Texto »
——

Política

Vale a pena sacrificar convicções para não desperdiçar o voto?

Em eleições, é comum que eleitores recorram ao voto útil, escolhendo candidatos com mais chances de vitória, mesmo que não sejam suas primeiras opções. O objetivo é evitar o “desperdício de votos” e garantir que sua escolha tenha impacto, especialmente para impedir a vitória de um adversário indesejado.

Estudos de Bølstad, Dinas e Riera mostram que, após votar de forma estratégica, eleitores ajustam suas preferências para justificar a escolha, um fenômeno conhecido como dissonância cognitiva. Esse alinhamento entre voto e identidade política fortalece os grandes partidos e contribui para a polarização, dificultando o surgimento de alternativas políticas mais próximas dos anseios populares.

Thomas Fujiwara, em sua análise sobre o impacto das regras eleitorais no Brasil, acrescenta importantes elementos a essa discussão. Ele testou a Lei de Duverger, que afirma que sistemas de turno único favorecem o bipartidarismo. Fujiwara observou que, em municípios com menos de 200 mil eleitores, onde o voto é decidido em um único turno, o voto útil é ainda mais comum. Eleitores tendem a abandonar candidatos em terceiro lugar para apoiar os dois principais concorrentes, o que reforça a polarização.

Já em cidades onde há segundo turno, Fujiwara notou que os eleitores se sentem mais à vontade para votar em candidatos com menos chances no primeiro turno, sem medo de desperdiçar votos. Isso aumenta a pluralidade de escolhas e dá visibilidade a novas vozes, sugerindo que sistemas eleitorais mais flexíveis incentivam a diversidade política.

——

(Registros do conjunto de dados)
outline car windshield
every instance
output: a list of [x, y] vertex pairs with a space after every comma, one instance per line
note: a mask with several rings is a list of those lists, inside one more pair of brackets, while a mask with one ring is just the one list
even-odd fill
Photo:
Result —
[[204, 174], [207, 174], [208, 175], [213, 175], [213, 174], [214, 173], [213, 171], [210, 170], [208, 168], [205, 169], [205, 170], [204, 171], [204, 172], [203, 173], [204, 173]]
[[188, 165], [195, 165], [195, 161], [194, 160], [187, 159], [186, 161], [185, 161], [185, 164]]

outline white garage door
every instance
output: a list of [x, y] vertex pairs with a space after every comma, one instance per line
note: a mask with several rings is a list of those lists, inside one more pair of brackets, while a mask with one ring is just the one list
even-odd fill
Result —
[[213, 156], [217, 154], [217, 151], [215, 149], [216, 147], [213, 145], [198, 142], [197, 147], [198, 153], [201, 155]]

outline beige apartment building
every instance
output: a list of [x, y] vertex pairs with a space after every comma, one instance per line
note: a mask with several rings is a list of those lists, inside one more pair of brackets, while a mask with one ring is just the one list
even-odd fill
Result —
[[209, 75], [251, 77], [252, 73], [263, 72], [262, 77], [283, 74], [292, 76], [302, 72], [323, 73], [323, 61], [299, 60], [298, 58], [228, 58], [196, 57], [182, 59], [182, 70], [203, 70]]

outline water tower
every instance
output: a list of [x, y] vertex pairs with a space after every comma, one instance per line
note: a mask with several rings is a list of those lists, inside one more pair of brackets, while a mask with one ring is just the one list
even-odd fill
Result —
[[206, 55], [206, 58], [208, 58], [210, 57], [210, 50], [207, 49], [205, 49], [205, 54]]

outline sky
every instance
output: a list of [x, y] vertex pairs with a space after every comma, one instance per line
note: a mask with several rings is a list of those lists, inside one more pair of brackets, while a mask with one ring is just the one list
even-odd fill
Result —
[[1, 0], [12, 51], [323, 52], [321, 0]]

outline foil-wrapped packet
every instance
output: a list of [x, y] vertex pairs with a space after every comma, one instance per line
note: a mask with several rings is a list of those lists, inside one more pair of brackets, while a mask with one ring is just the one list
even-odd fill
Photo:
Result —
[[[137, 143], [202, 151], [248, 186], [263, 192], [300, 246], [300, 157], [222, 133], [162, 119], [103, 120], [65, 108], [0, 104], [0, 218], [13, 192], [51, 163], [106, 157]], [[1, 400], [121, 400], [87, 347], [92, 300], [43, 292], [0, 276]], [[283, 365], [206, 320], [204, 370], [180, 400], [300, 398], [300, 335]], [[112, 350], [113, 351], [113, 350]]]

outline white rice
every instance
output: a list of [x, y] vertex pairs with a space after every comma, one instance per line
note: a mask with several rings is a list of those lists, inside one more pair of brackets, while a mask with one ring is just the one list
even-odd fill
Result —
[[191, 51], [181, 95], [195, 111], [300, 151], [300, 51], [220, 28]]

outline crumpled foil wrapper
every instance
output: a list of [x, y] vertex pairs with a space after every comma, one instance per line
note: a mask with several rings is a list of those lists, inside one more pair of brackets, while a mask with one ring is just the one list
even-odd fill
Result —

——

Complete o seguinte »
**a)** Responda com base no texto sobre o voto útil:
(i) Que nome recebe o fenômeno pelo qual os eleitores ajustam suas preferências para justificar um voto estratégico?
(ii) O que afirma a Lei de Duverger, testada por Thomas Fujiwara?
(iii) Em municípios com menos de quantos eleitores Fujiwara observou que o voto útil é ainda mais comum?
**b)** Extraia, sem qualquer alteração, o trecho do texto sobre o voto útil que vai de "Vale a pena" a "dos anseios populares.".

Lista de soluções »
**a)**
(i) Dissonância cognitiva.
(ii) Que sistemas de turno único favorecem o bipartidarismo.
(iii) 200 mil eleitores.

**b)**
Vale a pena sacrificar convicções para não desperdiçar o voto?

Em eleições, é comum que eleitores recorram ao voto útil, escolhendo candidatos com mais chances de vitória, mesmo que não sejam suas primeiras opções. O objetivo é evitar o “desperdício de votos” e garantir que sua escolha tenha impacto, especialmente para impedir a vitória de um adversário indesejado.

Estudos de Bølstad, Dinas e Riera mostram que, após votar de forma estratégica, eleitores ajustam suas preferências para justificar a escolha, um fenômeno conhecido como dissonância cognitiva. Esse alinhamento entre voto e identidade política fortalece os grandes partidos e contribui para a polarização, dificultando o surgimento de alternativas políticas mais próximas dos anseios populares.